VORGEGEBENER TEXT
Nach Abschluss Ihrer Ausbildung im Theater ging es schnell auch in den Film. War das Zufall oder von langer Hand geplant?

Wagner: Das war nicht mein erstes Ziel. Ich wollte erst mal ein paar Jahre im Theater bleiben, um das Gelernte zu festigen. Anfangs habe ich ein bisschen nebenher fürs Fernsehen gearbeitet. Richtig begonnen habe ich dann mit dem Film, als ich nicht mehr an ein Schauspielhaus gebunden war, da das Theater immer sehr langfristig plant und sich Engagements überschnitten hätten. Insofern bin ich in den Film so reingerutscht, aber mag es sehr.

Wo liegt der Unterschied zwischen Filmset und Theaterbühne?

Wagner: Ähnlich ist die Abhängigkeit von einem guten Drehbuch, Kollegen und den Regisseuren. Man ist im Film mehr auf sich zurückgeworfen. Man hat natürlich kein Publikum. Auch wenn beim Dreh viele Leute vom Kameramann bis zum Tonangler um das Set herumstehen, hat man keine wirklichen Zuschauer, die unmittelbar reagieren. Die Szenen sind im Film deutlich kürzer. Da sind drei Minuten pro Szene schon sehr lang. Im Theater bleibt man oft über Stunden in der Figur, steht in direktem Kontakt mit dem Publikum und spürt unmittelbar, ob das Stück gefällt oder nicht. Für mich ist beides sehr interessant.

Der neue Schwarzwald-Tatort steht im Kontext der ARD-Themenwoche »Wir gesucht«. Wie viel »Wir« steckt im neuen Tatort?

Wagner: Die Hauptfigur ist eine Frau, die vor einigen Jahren neu in ein Dorf kam, dort eingeheiratet hat. Ein Kind von ihr und ihr Mann verschwinden. Die Gemeinschaft des Dorfs verdächtigt direkt sie, da sie sich anders verhält, als man es gewohnt ist. Hier bildet sich das gemeinsame »Wir« im Dorf in der Ablehnung eines Dritten. Es ist ein Unterschied, ob ich sage, wir hassen gemeinsam den VfB oder ob ich sage, wir bilden ein Wir, weil wir uns verstehen und Ähnlichkeiten haben und Verschiedenheiten tolerieren. In dieser Tatort Folge wird erzählt, wie Ausgrenzung auch vor Kleinstädten nicht haltmacht und Vorurteile meist nicht überprüft werden.

 

Auch in der kommenden Folge entstehen durch Lügen und Intrigen schlimme Dinge. Was nehmen Sie für sich privat aus den Geschichten mit?

AUFGABE 1
Welche Szenenlänge gilt im Film laut dem Interview bereits als sehr lang?
AUFGABE 2
Prüfen Sie, ob die Aussagen (a), (b) und (c) mit dem Interview übereinstimmen. Antworten Sie jeweils mit Ja oder Nein und belegen Sie dies mit einem wörtlichen Zitat.
(a) Beim Filmdreh gibt es Zuschauer, die unmittelbar reagieren.
(b) Im neuen Tatort verdächtigt die Dorfgemeinschaft die Hauptfigur.
(c) Der Wechsel zum Film war von Anfang an Wagners erstes Ziel.
AUFGABE 3
Führen Sie das Interview zum Schwarzwald-Tatort im Anschluss an die letzte Frage fort.
Das anschließende Material steht für sich und gehört nicht zum Interview.

DATENAUSZUG

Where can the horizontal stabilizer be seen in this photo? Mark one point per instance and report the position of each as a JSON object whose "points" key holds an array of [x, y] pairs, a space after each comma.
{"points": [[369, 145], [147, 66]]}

ANTWORT 1
Drei Minuten pro Szene.

ANTWORT 2
(a) Nein: „hat man keine wirklichen Zuschauer, die unmittelbar reagieren“
(b) Ja: „Die Gemeinschaft des Dorfs verdächtigt direkt sie“
(c) Nein: „Das war nicht mein erstes Ziel.“

ANTWORT 3
Wagner: Zum einen muss ich drüber nachdenken, weil ich mitspiele. Aber es ist eigentlich immer so, dass mir die Themen auch privat oft nahe gehen. Manche Themen werden vom Film nur am Rande angesprochen, beschäftigen mich dann aber doch sehr. Das ist auch dieses Mal so, da ich ja selbst vom Dorf komme und diese Strukturen kenne. Ich selbst wurde in meiner Kindheit und Jugend nicht ausgegrenzt, aber dieses Phänomen konnte man gut beobachten.

 

Wäre somit auch Gönningen ein potenzieller Drehort für einen Tatort?

Wagner: Auf jeden Fall wäre es möglich, dort einen Tatort zu drehen. Ich würde das sogar gerne tun. Verbrechen geschehen überall. Wenn ich meine alten Klassenkameraden treffe, erzählen die mir schon einige spannende Dinge. Ich würde sofort dort drehen, da könnte ich auch endlich mal wieder schwäbeln. Wenn ich das im Schwarzwald mache, bekomme ich auf die Mütze.

 

Sie verkörpern beim Tatort Kommissar Friedemann Berg. Wie viel von ihm steckt in Ihnen?

Wagner: Das ist schwer zu sagen. Die Rolle ist ja auch andauernd in der Entwicklung. Da passieren natürlich auch Dinge die nichts mit mir zu tun haben. Da ich Ermittler und nicht Täter bin, gibt es von meiner Rolle viele Aufnahmen von alltäglichen Arbeitssituationen. Wenn ich nachdenke, rede oder einfach nur dasitze, ist natürlich einiges von mir dabei.

In der letzten Szene des Films fragen Sie Ihre Partnerin, ob Ihnen das neue gewagte Hemd steht. Würden Sie es auch privat tragen?

Wagner: (lacht) Ne. Ich würde es genauso tragen wie Friedemann Berg. Ich würde es wie er kaufen und erst im Nachhinein merken, dass es ein Fehlkauf ist. Gerade bei Schnäppchen passiert mir das leider häufiger. (GEA)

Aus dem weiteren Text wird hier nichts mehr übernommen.